Your task: Your task is to write out exactly the lines from the line containing "Locate the gold leaf" through the end of the records, inclusive at both ends.
Input section start
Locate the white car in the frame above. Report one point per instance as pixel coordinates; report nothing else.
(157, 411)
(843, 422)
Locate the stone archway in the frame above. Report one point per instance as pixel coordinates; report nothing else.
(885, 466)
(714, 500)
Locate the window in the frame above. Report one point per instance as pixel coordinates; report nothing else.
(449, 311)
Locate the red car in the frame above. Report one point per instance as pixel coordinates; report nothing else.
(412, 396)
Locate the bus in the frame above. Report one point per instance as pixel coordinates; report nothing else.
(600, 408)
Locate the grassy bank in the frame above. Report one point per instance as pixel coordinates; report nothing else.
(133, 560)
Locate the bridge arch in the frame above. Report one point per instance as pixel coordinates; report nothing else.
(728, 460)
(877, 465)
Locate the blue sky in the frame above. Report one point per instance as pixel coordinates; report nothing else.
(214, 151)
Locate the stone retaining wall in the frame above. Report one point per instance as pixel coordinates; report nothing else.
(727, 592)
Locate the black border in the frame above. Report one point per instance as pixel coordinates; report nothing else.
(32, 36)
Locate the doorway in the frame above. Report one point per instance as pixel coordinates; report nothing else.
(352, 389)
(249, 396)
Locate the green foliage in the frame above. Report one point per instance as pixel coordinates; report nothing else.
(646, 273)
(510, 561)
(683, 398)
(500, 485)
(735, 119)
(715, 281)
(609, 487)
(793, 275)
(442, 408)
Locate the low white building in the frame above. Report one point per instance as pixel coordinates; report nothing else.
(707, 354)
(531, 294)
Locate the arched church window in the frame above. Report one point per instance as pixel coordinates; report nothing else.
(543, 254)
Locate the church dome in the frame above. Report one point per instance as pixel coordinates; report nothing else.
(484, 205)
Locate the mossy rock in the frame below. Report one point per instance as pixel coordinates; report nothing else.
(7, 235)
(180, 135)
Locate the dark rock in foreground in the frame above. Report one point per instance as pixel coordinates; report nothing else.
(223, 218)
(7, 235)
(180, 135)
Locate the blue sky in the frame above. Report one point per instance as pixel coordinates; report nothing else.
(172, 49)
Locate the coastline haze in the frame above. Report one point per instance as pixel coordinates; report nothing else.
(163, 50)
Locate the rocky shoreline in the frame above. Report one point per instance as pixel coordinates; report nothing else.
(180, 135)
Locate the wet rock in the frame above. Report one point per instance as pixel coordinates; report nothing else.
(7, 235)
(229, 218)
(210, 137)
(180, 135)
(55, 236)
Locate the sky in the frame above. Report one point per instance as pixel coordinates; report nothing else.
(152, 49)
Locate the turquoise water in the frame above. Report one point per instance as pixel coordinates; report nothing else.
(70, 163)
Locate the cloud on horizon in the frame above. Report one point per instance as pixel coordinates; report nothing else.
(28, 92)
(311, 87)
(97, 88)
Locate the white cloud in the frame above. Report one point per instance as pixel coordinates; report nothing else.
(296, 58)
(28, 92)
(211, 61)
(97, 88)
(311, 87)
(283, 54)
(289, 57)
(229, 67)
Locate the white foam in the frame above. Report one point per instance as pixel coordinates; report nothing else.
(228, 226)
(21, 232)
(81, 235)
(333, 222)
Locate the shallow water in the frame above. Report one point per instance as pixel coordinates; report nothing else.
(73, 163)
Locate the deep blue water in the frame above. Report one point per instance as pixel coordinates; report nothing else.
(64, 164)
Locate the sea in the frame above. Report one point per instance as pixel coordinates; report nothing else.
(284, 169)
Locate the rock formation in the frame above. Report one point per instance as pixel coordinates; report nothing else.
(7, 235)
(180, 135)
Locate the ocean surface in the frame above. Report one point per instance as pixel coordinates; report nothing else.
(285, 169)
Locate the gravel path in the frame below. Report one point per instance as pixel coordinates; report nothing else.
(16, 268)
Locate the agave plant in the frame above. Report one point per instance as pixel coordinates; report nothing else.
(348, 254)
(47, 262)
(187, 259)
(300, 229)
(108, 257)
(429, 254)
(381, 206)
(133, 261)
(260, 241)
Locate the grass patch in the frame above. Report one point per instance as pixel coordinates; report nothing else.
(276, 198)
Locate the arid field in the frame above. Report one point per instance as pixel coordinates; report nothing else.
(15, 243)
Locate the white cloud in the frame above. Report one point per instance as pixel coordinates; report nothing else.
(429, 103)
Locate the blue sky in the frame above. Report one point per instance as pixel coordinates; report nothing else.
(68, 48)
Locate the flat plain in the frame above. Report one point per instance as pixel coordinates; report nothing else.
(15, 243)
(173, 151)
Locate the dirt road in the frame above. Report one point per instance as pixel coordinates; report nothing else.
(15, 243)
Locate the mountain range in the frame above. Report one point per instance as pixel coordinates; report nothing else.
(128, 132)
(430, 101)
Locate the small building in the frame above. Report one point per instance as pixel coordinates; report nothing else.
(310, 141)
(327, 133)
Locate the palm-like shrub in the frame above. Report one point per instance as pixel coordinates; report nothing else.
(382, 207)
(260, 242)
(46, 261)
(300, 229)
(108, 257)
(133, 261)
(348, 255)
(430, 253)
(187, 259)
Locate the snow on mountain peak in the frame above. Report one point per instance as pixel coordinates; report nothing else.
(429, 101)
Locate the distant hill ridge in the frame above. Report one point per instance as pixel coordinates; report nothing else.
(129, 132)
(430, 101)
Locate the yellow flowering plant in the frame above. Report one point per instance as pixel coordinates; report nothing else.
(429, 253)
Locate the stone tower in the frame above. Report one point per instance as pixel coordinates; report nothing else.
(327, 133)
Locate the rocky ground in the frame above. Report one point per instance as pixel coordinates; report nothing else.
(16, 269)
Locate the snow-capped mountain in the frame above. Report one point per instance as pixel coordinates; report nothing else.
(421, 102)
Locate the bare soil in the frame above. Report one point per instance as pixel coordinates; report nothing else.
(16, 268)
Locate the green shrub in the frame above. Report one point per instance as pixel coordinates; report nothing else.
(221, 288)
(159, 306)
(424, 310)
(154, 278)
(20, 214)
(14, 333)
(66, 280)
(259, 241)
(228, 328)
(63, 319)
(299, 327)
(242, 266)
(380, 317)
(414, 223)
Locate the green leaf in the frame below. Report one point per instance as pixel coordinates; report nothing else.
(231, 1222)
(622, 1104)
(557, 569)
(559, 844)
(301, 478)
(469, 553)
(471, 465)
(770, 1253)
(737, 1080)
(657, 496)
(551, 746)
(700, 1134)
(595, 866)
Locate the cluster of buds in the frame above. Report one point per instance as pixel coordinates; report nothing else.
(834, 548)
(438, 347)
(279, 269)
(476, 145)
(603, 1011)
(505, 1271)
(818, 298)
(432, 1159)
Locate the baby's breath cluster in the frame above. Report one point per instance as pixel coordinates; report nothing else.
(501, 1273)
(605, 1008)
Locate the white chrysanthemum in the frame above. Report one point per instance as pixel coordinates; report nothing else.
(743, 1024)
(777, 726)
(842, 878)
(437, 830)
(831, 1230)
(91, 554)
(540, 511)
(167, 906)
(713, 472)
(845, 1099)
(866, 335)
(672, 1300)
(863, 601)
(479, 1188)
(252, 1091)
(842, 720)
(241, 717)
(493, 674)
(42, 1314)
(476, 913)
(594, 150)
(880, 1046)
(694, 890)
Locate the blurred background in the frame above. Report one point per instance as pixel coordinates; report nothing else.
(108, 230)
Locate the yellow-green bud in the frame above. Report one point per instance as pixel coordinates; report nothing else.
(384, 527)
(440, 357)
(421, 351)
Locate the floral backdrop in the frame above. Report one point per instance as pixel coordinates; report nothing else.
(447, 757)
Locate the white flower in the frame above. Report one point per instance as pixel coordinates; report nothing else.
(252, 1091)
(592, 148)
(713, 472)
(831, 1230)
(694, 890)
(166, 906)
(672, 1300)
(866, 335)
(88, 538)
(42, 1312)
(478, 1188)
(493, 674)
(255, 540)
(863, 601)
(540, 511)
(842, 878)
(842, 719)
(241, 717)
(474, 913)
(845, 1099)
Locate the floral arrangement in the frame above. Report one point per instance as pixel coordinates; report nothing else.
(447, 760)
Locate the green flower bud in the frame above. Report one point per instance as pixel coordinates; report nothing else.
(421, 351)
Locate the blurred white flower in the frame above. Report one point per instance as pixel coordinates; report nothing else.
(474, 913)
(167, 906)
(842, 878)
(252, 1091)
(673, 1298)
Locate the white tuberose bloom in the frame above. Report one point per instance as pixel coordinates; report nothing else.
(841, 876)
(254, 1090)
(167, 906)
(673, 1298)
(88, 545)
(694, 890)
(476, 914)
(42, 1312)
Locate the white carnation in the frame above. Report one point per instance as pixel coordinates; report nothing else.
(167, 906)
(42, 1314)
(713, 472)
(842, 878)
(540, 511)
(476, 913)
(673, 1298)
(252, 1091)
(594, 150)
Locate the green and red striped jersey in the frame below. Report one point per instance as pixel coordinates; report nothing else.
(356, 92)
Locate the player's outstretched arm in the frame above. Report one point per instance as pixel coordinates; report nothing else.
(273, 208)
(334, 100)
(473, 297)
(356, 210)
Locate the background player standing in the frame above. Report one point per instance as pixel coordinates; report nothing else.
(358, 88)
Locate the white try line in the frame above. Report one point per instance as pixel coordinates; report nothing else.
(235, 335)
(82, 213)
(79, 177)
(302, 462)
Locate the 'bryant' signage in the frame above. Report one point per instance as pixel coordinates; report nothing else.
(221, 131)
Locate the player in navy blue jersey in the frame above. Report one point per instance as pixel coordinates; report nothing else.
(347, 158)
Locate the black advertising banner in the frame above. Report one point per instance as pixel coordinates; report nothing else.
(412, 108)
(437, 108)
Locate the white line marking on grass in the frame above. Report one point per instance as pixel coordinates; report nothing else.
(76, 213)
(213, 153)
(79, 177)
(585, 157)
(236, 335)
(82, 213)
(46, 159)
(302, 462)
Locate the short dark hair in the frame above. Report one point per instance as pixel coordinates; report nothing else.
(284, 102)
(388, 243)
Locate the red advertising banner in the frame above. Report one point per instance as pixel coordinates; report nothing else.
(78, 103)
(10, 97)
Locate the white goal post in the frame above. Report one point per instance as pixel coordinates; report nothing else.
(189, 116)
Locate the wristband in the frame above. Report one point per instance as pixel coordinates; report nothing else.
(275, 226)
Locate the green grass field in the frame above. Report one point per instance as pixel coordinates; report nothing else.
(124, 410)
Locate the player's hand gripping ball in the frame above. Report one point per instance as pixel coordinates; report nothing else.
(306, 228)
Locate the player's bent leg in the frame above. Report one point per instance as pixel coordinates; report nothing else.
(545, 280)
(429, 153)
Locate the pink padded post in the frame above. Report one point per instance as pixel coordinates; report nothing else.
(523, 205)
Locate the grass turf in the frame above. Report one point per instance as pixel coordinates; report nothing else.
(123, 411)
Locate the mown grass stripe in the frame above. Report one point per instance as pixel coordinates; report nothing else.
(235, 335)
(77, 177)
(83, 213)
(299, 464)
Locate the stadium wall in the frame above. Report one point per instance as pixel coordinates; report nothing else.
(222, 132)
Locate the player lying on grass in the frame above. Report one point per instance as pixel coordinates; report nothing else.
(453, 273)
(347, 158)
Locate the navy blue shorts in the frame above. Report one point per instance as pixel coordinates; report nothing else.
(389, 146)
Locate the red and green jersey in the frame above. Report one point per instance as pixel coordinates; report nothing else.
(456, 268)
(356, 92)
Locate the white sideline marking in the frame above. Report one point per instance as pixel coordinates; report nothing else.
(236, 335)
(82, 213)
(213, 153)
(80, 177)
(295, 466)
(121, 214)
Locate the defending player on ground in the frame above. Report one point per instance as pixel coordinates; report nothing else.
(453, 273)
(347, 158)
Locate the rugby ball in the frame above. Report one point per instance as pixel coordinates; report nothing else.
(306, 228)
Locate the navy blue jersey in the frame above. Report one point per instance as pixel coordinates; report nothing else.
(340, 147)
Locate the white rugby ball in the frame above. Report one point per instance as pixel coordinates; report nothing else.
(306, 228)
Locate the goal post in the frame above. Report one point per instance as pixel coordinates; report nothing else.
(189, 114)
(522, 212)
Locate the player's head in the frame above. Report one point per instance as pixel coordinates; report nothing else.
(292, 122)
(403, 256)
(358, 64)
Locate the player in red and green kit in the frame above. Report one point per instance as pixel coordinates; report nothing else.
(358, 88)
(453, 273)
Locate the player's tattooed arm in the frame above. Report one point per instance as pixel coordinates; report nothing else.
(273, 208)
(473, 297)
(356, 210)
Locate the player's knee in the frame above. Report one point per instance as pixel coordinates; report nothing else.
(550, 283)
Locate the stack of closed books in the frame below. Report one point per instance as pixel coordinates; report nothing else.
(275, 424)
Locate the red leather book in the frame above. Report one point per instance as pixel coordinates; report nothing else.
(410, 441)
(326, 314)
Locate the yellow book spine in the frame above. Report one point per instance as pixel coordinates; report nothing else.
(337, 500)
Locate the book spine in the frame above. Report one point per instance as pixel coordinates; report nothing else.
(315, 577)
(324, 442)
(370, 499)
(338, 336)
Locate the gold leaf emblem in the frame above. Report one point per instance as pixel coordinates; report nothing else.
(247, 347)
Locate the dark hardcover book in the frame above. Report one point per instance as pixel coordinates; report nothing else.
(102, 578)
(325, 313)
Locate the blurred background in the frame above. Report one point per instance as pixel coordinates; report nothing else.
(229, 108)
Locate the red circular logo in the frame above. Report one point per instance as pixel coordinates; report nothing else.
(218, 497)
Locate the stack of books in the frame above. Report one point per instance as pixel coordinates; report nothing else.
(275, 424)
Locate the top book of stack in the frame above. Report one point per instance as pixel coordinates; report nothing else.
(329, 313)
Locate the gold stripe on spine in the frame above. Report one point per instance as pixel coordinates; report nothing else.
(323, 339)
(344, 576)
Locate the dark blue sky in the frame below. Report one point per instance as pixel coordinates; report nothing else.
Input section end
Response box:
Locate the gold leaf emblem in the frame above. Report one point per instance as pixel coordinates; report nothing else.
(247, 347)
Locate the dark hardcover book in the frame above. Report one point per instance as pixel coordinates; report nothing else.
(102, 578)
(325, 313)
Locate the blurred background in the frame above. Report one point per instance as pixel coordinates; report nothing else.
(229, 108)
Locate the red circular logo in the frame above. Report one point per instance as pixel coordinates; report nothing else.
(218, 497)
Locate the stack of books in the frame above. Report one point per instance as pixel coordinates; report nothing else.
(275, 424)
Locate the top book of stack in the frame above. Report one point per instance as pixel coordinates; report nothing else.
(329, 313)
Locate the gold stripe on spine in the frame above. Report one point per instance as pixel coordinates; report nothing else.
(323, 339)
(344, 576)
Locate the dark blue sky in the frame below. Report one point per instance as pixel coordinates; report nothing else.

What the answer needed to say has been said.